> Input:
:::::
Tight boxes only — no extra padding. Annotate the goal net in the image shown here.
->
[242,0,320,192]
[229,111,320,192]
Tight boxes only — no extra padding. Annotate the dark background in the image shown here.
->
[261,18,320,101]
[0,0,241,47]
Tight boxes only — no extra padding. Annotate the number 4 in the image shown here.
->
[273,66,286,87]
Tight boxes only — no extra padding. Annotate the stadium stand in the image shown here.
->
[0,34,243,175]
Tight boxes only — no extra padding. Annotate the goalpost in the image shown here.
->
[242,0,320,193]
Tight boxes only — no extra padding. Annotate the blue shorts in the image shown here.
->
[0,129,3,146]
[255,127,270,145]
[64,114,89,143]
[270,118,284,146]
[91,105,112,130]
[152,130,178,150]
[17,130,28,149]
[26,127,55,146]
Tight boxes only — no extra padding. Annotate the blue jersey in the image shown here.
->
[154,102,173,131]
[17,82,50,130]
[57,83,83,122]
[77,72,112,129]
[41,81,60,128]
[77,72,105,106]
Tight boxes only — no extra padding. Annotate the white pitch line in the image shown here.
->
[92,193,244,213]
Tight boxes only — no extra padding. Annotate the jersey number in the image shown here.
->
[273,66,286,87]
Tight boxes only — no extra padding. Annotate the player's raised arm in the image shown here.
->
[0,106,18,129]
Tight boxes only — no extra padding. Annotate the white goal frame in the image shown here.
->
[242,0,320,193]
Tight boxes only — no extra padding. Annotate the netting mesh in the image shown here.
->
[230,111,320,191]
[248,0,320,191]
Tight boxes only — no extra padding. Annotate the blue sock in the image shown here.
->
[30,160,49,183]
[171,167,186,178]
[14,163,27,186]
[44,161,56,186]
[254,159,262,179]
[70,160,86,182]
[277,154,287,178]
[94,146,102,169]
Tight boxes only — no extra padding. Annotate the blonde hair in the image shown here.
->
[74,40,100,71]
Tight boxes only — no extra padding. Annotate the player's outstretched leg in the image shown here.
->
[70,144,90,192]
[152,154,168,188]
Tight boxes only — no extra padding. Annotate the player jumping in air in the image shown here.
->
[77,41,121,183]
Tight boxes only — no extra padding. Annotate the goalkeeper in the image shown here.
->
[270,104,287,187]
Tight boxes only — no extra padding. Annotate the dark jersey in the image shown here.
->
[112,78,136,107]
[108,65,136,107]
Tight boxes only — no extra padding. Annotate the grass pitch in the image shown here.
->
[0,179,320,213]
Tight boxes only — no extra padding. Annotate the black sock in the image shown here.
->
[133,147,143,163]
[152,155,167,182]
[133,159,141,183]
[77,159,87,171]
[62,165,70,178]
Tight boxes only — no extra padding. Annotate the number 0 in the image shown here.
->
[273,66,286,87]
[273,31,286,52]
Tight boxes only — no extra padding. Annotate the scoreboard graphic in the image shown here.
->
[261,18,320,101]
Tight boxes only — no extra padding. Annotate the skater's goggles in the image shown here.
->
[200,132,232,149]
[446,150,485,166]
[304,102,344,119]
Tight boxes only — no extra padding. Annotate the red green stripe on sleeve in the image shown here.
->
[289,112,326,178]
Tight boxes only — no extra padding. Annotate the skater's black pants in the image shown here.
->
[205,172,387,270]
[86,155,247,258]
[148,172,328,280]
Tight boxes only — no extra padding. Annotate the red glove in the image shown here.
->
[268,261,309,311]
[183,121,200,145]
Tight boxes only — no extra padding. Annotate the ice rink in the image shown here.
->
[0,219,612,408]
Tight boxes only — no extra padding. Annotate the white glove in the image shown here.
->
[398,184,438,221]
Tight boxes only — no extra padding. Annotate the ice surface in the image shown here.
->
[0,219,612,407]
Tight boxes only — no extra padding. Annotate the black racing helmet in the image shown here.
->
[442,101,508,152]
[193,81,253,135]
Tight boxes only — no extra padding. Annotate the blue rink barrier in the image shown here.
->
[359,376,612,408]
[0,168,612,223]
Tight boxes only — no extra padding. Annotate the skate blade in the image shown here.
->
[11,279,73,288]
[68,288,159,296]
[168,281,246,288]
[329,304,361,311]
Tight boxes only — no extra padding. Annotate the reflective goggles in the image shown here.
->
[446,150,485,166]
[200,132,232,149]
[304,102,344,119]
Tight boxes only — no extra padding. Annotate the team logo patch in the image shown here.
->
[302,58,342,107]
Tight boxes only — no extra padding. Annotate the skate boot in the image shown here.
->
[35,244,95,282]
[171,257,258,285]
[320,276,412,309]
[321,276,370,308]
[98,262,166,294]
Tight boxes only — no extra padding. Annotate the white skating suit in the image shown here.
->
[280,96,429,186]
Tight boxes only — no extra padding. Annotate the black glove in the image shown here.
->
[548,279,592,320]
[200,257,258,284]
:::::
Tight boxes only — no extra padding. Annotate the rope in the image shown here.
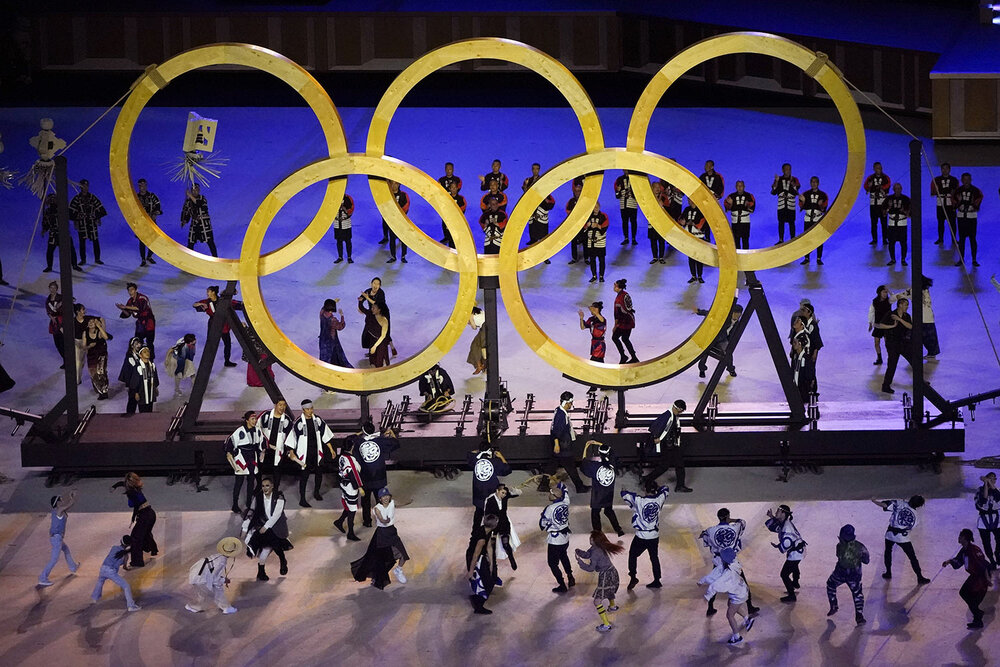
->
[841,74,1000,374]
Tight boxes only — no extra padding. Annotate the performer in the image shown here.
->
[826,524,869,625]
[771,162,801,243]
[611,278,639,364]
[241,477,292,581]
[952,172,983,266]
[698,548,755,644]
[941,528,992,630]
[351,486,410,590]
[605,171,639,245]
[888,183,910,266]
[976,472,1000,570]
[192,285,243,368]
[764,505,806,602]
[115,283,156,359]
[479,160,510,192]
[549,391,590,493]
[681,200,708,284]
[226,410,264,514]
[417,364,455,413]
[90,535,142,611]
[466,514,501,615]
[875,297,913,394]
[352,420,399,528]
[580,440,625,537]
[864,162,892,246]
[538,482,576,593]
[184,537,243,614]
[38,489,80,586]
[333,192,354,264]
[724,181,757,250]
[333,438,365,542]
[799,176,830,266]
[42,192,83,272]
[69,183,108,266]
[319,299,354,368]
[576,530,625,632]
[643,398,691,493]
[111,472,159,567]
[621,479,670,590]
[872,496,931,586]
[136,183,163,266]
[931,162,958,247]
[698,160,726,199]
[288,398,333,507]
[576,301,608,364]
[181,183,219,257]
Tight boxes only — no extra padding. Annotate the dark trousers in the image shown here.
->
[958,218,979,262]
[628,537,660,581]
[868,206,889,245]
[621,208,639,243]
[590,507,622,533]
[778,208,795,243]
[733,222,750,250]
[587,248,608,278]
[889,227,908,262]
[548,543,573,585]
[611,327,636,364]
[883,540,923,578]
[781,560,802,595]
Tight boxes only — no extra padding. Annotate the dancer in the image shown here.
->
:::::
> Exercise: Rewrite the stretch of the listing from the line containing "Tight boxes only — no extra padding. Annotate the team" through the line containing "[280,96,429,186]", changing "skate boot" to "ice skate" and leaving everything else the same.

> Task result:
Tight boxes only — no extra padding. Annotate the team logo patch in the image shown here.
->
[302,58,342,107]
Tight boxes only — no extra padding. Annotate the ice skate in the image shown here.
->
[35,244,95,282]
[171,257,258,285]
[320,276,412,309]
[321,276,370,308]
[98,262,166,294]
Tight boxes only — no extra padding. Annotate the white skating suit in the image shown here.
->
[280,96,429,186]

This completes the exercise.